If you believe your teen does have an eating disorder, you must take action. Most teens with eating disorders will be in denial about their issues, so it will be a challenge. However, for the sake of your teen's health -- physical and emotional -- you must do something quickly.
First, you need to determine if your teen has a true eating disorder, or is just making some bad health choices. While there are signs you can look for that indicate an eating disorder, such as anorexia or bulimia, your first step should be to enlist the help of a professional to diagnose your teen. Getting your teen to see and cooperate with a professional can be difficult, so try to open the conversation with your teen in a nonconfrontational way. Instead of focusing on your teen's behavior by using "you…" statements, which can make your teen defensive, start by focusing on your feelings and concerns. For example, you can say, "I'm concerned about how little you eat," or, "It must be so frustrating for you to constantly be counting calories." You want to show empathy for his/her struggle, not judgment. When you talk to your teenagers about their eating behavior, do be specific about your concerns. Then you can explain how you need them to visit with a professional so you can be comfortable that they're eating properly.

═══

» Try it
Write the next part of the passage on helping a teen with a suspected eating disorder, picking up after its last sentence.

═══

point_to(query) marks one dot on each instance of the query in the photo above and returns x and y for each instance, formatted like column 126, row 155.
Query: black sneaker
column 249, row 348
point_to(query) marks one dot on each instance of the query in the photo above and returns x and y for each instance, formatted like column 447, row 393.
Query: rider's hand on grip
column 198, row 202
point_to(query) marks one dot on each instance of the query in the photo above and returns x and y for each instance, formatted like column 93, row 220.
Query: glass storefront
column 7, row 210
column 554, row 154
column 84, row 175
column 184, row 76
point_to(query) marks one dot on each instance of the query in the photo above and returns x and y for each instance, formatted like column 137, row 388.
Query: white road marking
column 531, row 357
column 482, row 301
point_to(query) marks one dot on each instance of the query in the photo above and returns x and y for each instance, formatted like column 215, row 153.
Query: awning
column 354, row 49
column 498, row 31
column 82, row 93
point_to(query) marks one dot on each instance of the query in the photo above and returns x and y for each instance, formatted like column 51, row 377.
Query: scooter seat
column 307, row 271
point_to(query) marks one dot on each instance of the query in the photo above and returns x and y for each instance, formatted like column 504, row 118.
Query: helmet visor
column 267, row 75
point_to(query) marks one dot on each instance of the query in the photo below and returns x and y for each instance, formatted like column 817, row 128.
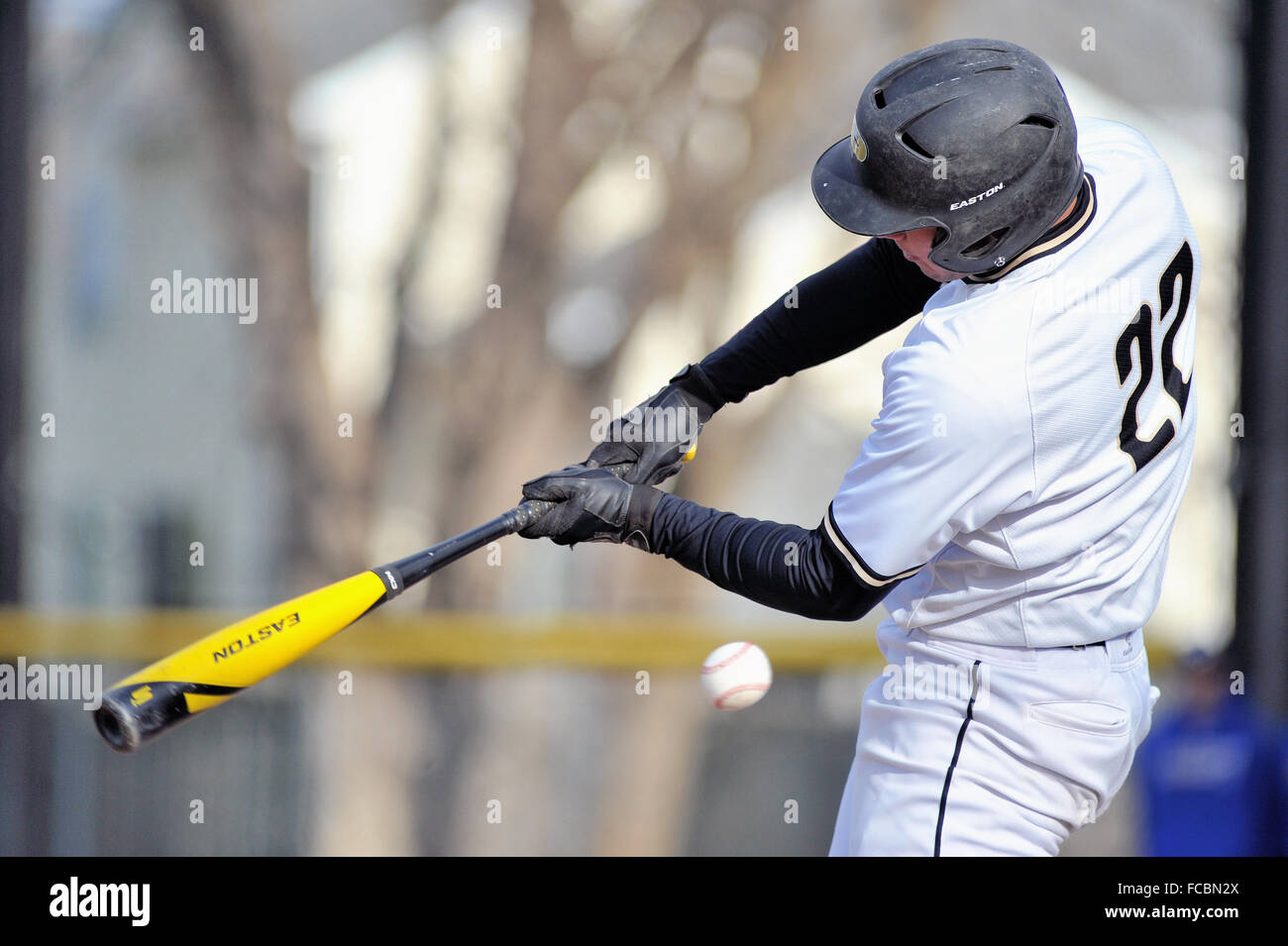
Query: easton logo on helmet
column 977, row 198
column 857, row 145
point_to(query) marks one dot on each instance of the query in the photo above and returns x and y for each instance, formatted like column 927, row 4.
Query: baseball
column 735, row 675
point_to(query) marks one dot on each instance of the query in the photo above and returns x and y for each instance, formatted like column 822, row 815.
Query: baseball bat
column 222, row 665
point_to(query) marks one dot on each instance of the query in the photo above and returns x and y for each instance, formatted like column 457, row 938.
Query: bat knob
column 117, row 725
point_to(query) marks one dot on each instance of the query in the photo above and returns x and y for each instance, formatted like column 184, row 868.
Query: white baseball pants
column 973, row 749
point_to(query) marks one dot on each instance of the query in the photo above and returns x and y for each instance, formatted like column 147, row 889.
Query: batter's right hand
column 656, row 435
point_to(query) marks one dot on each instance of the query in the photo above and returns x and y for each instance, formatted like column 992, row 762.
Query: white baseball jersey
column 1037, row 429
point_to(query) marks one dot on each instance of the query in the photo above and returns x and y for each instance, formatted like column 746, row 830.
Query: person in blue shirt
column 1209, row 773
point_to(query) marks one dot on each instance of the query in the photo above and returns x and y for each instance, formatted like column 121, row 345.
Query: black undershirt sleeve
column 864, row 293
column 782, row 567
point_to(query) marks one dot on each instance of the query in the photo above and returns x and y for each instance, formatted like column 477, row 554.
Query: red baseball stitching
column 712, row 668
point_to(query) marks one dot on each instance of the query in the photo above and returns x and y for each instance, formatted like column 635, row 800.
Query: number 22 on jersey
column 1140, row 334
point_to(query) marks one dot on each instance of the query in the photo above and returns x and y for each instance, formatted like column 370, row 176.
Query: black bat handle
column 415, row 568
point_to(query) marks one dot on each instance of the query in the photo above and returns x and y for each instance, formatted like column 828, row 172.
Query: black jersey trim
column 866, row 573
column 1054, row 240
column 957, row 752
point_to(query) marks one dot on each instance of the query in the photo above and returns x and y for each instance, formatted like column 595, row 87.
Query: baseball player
column 1013, row 504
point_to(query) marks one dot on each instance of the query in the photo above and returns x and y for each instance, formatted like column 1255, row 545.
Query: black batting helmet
column 974, row 137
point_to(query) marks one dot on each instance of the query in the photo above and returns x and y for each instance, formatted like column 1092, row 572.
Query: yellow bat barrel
column 226, row 662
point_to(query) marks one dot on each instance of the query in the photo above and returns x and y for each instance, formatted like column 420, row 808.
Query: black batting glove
column 656, row 435
column 592, row 506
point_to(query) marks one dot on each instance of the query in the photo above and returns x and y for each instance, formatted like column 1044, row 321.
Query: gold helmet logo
column 857, row 145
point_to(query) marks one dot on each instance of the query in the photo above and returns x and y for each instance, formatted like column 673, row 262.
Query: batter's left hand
column 593, row 506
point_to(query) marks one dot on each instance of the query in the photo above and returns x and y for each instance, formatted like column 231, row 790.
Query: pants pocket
column 1090, row 717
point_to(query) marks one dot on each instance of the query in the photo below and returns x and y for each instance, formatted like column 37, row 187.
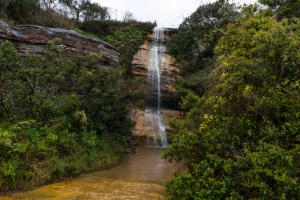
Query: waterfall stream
column 153, row 113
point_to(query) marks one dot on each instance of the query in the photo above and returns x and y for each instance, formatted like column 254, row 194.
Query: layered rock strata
column 168, row 72
column 35, row 39
column 144, row 132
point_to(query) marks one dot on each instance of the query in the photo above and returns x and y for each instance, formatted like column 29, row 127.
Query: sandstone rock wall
column 35, row 39
column 168, row 72
column 143, row 133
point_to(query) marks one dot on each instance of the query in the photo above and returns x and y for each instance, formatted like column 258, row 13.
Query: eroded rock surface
column 168, row 72
column 35, row 39
column 143, row 133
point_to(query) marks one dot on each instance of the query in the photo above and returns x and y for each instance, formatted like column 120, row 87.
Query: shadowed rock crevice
column 34, row 39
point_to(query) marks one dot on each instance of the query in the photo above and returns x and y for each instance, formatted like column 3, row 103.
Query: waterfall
column 156, row 59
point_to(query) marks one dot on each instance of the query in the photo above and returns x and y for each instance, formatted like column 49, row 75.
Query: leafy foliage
column 241, row 139
column 47, row 132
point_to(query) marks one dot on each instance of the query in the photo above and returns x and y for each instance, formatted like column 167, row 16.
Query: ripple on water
column 140, row 175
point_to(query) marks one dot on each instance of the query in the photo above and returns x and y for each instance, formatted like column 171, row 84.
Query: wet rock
column 168, row 71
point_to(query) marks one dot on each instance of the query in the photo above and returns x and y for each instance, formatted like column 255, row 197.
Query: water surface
column 140, row 175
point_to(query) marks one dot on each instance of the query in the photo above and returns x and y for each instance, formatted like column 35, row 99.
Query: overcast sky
column 167, row 13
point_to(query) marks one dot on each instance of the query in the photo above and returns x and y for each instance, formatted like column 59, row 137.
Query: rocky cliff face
column 35, row 39
column 168, row 71
column 144, row 132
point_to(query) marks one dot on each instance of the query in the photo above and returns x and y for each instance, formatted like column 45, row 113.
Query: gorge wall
column 145, row 131
column 35, row 39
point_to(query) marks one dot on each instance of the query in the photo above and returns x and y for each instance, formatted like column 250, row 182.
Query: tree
column 128, row 16
column 241, row 139
column 77, row 7
column 21, row 10
column 284, row 8
column 95, row 12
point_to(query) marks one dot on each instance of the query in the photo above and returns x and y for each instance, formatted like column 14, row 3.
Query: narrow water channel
column 140, row 175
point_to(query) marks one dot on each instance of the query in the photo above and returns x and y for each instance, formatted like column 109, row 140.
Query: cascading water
column 156, row 59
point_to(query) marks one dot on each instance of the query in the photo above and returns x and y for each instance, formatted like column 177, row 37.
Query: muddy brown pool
column 140, row 175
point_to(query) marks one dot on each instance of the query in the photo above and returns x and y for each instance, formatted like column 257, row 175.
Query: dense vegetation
column 60, row 117
column 241, row 136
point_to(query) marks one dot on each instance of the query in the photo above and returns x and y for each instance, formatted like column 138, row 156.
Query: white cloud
column 167, row 13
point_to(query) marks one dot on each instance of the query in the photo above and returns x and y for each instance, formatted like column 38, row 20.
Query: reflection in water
column 140, row 175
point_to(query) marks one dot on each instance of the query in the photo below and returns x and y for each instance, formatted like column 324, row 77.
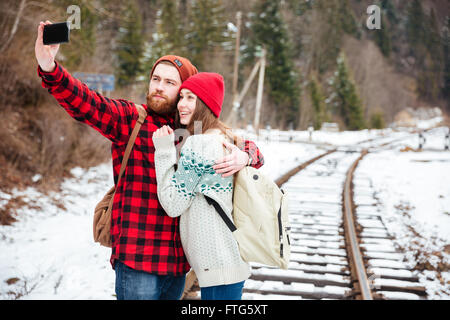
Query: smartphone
column 56, row 33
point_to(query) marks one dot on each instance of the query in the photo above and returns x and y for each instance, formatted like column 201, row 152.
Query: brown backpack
column 102, row 215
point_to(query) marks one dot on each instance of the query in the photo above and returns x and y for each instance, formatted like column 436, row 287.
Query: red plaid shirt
column 143, row 236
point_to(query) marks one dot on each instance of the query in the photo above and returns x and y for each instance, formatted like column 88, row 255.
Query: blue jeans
column 224, row 292
column 140, row 285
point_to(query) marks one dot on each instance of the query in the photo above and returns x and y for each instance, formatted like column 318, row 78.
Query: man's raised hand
column 45, row 54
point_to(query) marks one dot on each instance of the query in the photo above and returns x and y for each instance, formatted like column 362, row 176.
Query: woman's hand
column 163, row 131
column 232, row 163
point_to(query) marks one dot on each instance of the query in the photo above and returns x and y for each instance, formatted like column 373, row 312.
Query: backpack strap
column 137, row 127
column 221, row 213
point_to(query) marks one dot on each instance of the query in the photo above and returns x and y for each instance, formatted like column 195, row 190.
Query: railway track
column 340, row 247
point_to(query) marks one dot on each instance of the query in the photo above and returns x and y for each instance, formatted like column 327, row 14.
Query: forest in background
column 323, row 65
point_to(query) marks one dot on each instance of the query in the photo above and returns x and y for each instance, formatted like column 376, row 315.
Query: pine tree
column 346, row 99
column 318, row 103
column 336, row 19
column 415, row 26
column 130, row 46
column 83, row 39
column 207, row 30
column 382, row 38
column 169, row 35
column 269, row 31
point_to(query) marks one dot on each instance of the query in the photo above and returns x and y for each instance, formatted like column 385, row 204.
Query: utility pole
column 260, row 91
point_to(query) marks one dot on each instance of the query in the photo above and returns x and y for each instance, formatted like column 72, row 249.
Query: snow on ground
column 49, row 252
column 413, row 191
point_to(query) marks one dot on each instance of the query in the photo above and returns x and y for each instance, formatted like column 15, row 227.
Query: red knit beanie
column 184, row 66
column 209, row 87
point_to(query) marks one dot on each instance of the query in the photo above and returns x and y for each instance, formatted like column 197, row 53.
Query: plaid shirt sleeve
column 112, row 118
column 257, row 159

═══

» Result
In addition to talking to your teens about what you see in their behavior that you find concerning, make sure to also mention to them how proud you are of their achievements. However, do stay away from praising (or criticizing) their appearance, weight, or eating habits. While this might seem beneficial, even the positive comments can reinforce your teen's feeling that his/her body is where he/she should find his/her self-esteem. The idea is to direct his/her self-esteem in other directions.
The most important thing, however, is to take your teen to visit a professional to get a formal diagnosis and assistance for your teen to overcome his or her eating disorder.